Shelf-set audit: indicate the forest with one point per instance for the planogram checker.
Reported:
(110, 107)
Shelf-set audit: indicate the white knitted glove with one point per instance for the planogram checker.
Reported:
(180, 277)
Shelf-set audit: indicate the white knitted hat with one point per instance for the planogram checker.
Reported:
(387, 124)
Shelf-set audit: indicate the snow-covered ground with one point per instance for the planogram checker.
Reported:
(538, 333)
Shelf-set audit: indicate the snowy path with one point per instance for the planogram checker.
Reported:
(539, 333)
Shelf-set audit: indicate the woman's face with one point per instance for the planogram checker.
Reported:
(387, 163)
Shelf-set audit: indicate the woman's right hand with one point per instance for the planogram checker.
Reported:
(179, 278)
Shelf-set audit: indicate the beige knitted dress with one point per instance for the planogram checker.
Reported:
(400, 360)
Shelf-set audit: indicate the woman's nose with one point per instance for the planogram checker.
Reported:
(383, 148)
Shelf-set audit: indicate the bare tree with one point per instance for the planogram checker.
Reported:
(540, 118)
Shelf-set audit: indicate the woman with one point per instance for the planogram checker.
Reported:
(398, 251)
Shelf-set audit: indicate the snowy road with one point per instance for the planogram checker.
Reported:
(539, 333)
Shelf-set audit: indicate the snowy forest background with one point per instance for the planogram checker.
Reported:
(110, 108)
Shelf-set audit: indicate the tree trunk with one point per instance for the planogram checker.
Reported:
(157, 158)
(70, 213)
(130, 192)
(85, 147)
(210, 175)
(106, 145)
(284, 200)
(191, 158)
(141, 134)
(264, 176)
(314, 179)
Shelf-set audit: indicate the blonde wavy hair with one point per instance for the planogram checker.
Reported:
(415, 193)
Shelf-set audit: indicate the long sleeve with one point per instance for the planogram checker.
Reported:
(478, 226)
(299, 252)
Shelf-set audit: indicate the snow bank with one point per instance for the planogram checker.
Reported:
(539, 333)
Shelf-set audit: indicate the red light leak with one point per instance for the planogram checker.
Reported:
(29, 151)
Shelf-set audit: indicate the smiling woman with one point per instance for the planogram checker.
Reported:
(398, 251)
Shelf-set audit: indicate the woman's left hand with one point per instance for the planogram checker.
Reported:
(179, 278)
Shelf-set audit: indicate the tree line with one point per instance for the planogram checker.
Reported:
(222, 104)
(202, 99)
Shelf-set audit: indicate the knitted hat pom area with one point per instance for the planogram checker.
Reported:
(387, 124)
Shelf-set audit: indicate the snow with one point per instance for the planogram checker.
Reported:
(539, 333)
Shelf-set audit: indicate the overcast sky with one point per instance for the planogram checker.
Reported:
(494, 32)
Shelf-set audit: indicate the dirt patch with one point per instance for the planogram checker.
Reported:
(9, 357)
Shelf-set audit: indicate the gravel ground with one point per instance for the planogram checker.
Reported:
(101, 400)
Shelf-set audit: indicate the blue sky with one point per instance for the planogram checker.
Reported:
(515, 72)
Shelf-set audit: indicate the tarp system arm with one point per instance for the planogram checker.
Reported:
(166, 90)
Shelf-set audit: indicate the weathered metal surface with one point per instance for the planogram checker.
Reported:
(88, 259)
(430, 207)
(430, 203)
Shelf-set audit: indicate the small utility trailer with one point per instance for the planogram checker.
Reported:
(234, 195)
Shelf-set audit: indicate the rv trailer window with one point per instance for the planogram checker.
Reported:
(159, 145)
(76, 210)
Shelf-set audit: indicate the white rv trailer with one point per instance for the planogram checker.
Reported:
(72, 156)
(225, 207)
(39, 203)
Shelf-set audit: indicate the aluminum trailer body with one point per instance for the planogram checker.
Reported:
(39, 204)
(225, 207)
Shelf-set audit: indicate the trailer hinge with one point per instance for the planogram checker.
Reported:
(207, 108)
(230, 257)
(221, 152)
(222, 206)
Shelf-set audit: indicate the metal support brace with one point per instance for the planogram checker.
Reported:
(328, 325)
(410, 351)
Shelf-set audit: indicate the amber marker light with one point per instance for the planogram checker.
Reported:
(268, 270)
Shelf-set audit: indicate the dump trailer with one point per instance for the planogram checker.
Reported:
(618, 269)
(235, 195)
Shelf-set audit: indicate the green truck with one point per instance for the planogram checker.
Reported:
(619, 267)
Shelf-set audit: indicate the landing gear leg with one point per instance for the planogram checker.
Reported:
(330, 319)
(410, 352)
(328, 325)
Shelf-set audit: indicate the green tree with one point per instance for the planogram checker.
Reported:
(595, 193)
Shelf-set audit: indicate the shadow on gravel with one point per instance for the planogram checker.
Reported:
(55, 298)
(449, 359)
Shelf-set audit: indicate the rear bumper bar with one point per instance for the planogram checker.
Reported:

········

• _To do_:
The string "snowy" may occur in the listing; show every line where it does.

• _Answer to the problem_:
Shelf-set audit: indicate the snowy path with one point per instance for the planogram checker.
Shelf-set audit: indicate the snowy road with one point per instance for the planogram checker.
Shelf-set audit: indicate the snowy forest background with one point per instance for the planogram checker.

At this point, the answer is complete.